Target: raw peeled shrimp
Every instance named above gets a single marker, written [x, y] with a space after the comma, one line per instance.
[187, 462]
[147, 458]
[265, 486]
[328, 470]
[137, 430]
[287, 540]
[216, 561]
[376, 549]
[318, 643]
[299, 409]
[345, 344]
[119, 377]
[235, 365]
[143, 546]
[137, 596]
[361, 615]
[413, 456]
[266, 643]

Problem to solve
The "Every instance named" line through the last line above: set these down exactly and add nothing else.

Solution for this task
Every instance named above gets a single marker, written [x, y] with a space after the comma, one line per instance.
[187, 462]
[147, 458]
[265, 486]
[328, 470]
[137, 430]
[287, 540]
[216, 561]
[376, 549]
[318, 643]
[299, 409]
[345, 344]
[119, 377]
[235, 365]
[143, 546]
[137, 596]
[361, 615]
[413, 456]
[266, 643]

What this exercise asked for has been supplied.